**TASK DETAILS**: Please output exactly the run of lines that starts at the line with "Spot every instance of the forested" and ends at the last line of the records below.

--- START DATASET EXTRACT ---

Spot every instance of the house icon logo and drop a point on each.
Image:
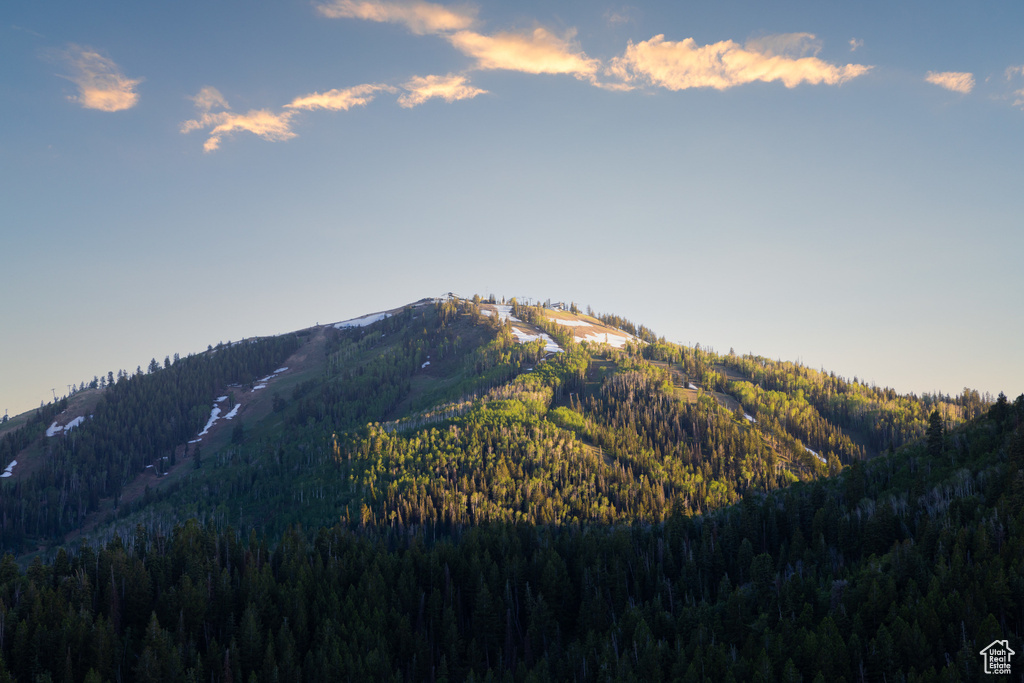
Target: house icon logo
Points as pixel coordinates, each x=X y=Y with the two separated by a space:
x=997 y=655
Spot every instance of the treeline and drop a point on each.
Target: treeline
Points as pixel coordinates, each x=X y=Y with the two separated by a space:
x=137 y=420
x=902 y=568
x=18 y=438
x=819 y=407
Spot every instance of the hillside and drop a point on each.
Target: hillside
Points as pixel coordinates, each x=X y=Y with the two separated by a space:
x=444 y=412
x=902 y=566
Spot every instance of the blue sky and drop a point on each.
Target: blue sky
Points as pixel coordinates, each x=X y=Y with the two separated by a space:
x=832 y=182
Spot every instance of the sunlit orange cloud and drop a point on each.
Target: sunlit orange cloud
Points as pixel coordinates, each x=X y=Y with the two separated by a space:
x=100 y=83
x=420 y=17
x=265 y=124
x=678 y=66
x=950 y=80
x=337 y=100
x=450 y=88
x=538 y=52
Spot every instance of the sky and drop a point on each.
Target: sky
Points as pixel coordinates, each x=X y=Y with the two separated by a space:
x=835 y=183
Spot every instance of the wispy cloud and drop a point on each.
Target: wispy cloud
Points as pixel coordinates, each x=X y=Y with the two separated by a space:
x=679 y=66
x=336 y=100
x=450 y=88
x=537 y=52
x=100 y=83
x=263 y=123
x=1012 y=73
x=32 y=33
x=209 y=98
x=420 y=17
x=951 y=80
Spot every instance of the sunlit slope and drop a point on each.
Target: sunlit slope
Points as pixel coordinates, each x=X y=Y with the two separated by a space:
x=443 y=412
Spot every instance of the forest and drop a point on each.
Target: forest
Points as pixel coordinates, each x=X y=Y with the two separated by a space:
x=434 y=501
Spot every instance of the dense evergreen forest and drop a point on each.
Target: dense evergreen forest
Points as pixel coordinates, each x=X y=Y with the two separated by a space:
x=431 y=500
x=138 y=419
x=900 y=568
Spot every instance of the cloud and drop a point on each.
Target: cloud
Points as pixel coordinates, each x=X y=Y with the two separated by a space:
x=951 y=80
x=335 y=100
x=450 y=88
x=678 y=66
x=100 y=83
x=208 y=98
x=620 y=16
x=538 y=52
x=420 y=17
x=263 y=123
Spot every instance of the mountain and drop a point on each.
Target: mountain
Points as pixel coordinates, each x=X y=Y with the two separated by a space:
x=497 y=488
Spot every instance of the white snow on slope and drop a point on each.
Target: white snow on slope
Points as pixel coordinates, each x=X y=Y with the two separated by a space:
x=261 y=383
x=815 y=454
x=504 y=312
x=361 y=322
x=55 y=429
x=214 y=416
x=607 y=338
x=550 y=345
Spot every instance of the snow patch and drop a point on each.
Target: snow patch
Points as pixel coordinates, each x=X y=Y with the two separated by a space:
x=504 y=311
x=214 y=416
x=55 y=429
x=550 y=345
x=361 y=322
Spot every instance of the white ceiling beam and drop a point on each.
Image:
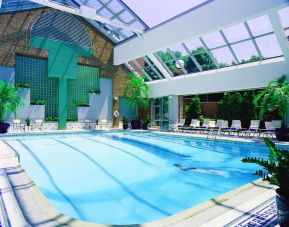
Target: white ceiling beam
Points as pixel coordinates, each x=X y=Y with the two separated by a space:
x=280 y=33
x=248 y=76
x=86 y=12
x=211 y=17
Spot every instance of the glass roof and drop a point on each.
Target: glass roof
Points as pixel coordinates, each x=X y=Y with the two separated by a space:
x=155 y=12
x=250 y=41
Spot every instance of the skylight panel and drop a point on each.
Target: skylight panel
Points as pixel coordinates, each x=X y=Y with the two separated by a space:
x=105 y=13
x=284 y=17
x=165 y=55
x=179 y=50
x=155 y=12
x=269 y=46
x=246 y=52
x=126 y=17
x=115 y=6
x=95 y=4
x=134 y=67
x=260 y=25
x=214 y=40
x=236 y=33
x=195 y=46
x=224 y=57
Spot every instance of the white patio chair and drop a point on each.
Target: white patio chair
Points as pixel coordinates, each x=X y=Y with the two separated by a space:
x=38 y=124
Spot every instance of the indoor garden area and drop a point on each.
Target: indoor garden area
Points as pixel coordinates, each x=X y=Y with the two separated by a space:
x=144 y=113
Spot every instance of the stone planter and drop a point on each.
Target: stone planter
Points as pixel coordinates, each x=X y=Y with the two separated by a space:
x=4 y=127
x=36 y=112
x=282 y=134
x=282 y=203
x=82 y=113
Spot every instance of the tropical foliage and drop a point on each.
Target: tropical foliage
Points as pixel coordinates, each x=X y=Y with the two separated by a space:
x=275 y=96
x=193 y=110
x=249 y=107
x=9 y=100
x=275 y=168
x=137 y=92
x=235 y=106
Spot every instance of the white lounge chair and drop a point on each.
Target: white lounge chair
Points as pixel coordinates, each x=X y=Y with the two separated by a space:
x=194 y=124
x=181 y=124
x=17 y=124
x=89 y=124
x=269 y=130
x=38 y=124
x=235 y=128
x=206 y=124
x=277 y=123
x=253 y=129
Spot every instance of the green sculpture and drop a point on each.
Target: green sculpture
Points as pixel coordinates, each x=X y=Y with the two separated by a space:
x=65 y=39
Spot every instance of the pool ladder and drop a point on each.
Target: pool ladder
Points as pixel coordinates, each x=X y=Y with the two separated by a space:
x=16 y=153
x=213 y=136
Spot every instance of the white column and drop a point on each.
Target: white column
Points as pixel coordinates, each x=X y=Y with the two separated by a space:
x=279 y=32
x=173 y=111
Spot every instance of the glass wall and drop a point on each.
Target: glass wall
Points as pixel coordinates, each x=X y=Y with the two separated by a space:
x=251 y=41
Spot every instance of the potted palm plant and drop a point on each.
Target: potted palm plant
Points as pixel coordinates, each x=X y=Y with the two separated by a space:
x=145 y=123
x=277 y=173
x=9 y=101
x=124 y=123
x=276 y=97
x=137 y=92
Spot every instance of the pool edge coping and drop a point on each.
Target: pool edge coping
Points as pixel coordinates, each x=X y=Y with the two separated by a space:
x=176 y=218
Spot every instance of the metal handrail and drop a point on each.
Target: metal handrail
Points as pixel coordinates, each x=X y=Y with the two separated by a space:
x=17 y=155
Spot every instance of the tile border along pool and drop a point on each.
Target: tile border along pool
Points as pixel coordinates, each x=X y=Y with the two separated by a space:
x=24 y=201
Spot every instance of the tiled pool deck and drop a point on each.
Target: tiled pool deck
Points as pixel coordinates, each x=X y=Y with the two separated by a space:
x=250 y=205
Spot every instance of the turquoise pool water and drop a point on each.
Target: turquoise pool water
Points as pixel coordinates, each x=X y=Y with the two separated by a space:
x=129 y=178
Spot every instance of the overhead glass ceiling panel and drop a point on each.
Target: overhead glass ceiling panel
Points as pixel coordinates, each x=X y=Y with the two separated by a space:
x=236 y=33
x=269 y=46
x=214 y=40
x=224 y=57
x=246 y=52
x=260 y=25
x=134 y=67
x=155 y=12
x=195 y=46
x=179 y=50
x=165 y=55
x=189 y=64
x=284 y=17
x=126 y=17
x=105 y=13
x=115 y=6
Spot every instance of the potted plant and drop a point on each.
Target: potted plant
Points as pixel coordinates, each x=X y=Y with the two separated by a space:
x=137 y=92
x=9 y=101
x=276 y=97
x=124 y=123
x=27 y=121
x=145 y=123
x=277 y=173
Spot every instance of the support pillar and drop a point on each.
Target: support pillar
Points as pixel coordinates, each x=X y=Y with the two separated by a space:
x=173 y=111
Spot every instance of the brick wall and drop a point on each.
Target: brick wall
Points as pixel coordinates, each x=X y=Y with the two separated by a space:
x=14 y=39
x=209 y=109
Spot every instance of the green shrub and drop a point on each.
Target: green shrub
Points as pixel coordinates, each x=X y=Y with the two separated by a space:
x=37 y=102
x=51 y=119
x=193 y=110
x=19 y=85
x=230 y=107
x=249 y=108
x=96 y=91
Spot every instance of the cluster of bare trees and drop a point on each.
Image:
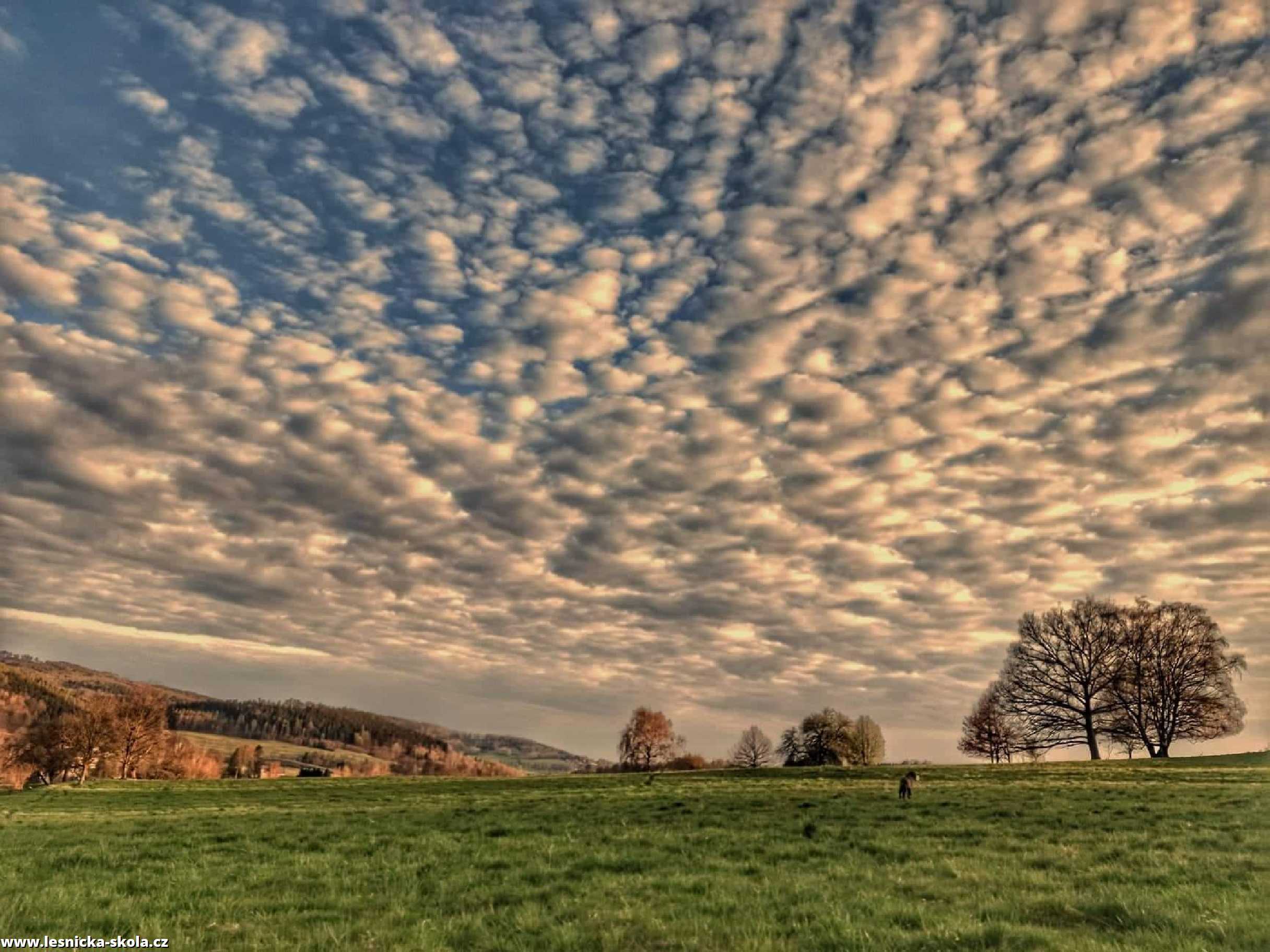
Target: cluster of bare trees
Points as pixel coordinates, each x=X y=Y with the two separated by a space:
x=1142 y=677
x=649 y=743
x=120 y=735
x=830 y=736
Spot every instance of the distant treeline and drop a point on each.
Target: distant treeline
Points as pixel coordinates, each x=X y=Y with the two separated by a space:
x=305 y=724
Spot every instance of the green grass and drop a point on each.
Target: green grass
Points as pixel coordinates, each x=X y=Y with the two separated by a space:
x=1063 y=857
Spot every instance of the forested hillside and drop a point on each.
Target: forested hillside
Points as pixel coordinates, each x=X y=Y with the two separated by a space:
x=30 y=687
x=303 y=723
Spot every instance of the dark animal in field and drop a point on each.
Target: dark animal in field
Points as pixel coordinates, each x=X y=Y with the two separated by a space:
x=906 y=785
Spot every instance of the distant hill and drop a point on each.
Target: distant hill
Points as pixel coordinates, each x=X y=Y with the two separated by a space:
x=27 y=682
x=516 y=752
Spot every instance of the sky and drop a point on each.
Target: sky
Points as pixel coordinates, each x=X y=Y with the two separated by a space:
x=511 y=365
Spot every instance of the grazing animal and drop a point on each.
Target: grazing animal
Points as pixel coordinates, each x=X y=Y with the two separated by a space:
x=906 y=785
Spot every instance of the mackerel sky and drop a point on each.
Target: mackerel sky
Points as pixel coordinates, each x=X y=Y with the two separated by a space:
x=509 y=365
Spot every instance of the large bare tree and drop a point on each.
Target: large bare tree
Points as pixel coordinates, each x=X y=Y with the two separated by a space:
x=41 y=748
x=1059 y=676
x=143 y=723
x=821 y=738
x=868 y=747
x=90 y=733
x=1174 y=678
x=754 y=749
x=648 y=741
x=989 y=730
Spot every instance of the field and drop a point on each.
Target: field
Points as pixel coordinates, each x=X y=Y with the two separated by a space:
x=1075 y=857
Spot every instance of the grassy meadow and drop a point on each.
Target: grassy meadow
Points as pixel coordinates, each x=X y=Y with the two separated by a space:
x=1067 y=857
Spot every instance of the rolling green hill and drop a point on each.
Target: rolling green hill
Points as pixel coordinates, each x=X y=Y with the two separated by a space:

--- END DATASET EXTRACT ---

**SOLVED PROBLEM**:
Spot every instance of the forested hillside and drop a point on each.
Target: forested hillside
Points as pixel coordinates, each x=X y=Y with the two separated by a space:
x=30 y=687
x=303 y=723
Spot every instance of the dark animal in field and drop a point on each.
Target: dark animal in field
Points as pixel coordinates, each x=X y=Y with the two separated by a space:
x=906 y=785
Spot every instance of the distant hill and drop a point on each.
Target: distant hill
Points as pixel coordinates, each x=X y=Y with the two separated by a space:
x=27 y=682
x=516 y=752
Spot every instance of the sky and drop a point on each.
Target: sky
Points as pixel coordinates, each x=X y=Y with the two separated by a space:
x=511 y=365
Spot every instance of the grazing animal and drop a point on each.
Target: grazing animal
Points as pixel coordinates, each x=X y=Y with the two separated by a space:
x=906 y=785
Spot every instance of the mackerel sky and drop a point on each.
Target: mackerel sky
Points as pixel coordinates, each x=X y=Y with the two separated by a space:
x=509 y=365
Spot every instance of the large bare tree and drop a point on each.
Target: large bare tree
Points as pixel coordinates, each x=X y=Y with the two separated by a space:
x=41 y=748
x=1059 y=676
x=143 y=723
x=821 y=738
x=868 y=747
x=90 y=733
x=1174 y=678
x=754 y=749
x=648 y=741
x=989 y=730
Spot every instance of the field and drop a point on each.
Target: field
Points as pixel coordinates, each x=X y=Y with the two separated by a space:
x=1075 y=857
Spot every instance of the grassy meadow and drop a point on each.
Target: grassy meadow
Points as pixel coordinates, each x=X y=Y with the two separated by a space:
x=1067 y=857
Spot every instance of the rolling green hill and drop a point on each.
Target: rolling green hill
Points as pixel coordinates, each x=X y=Y with the two separated by a space:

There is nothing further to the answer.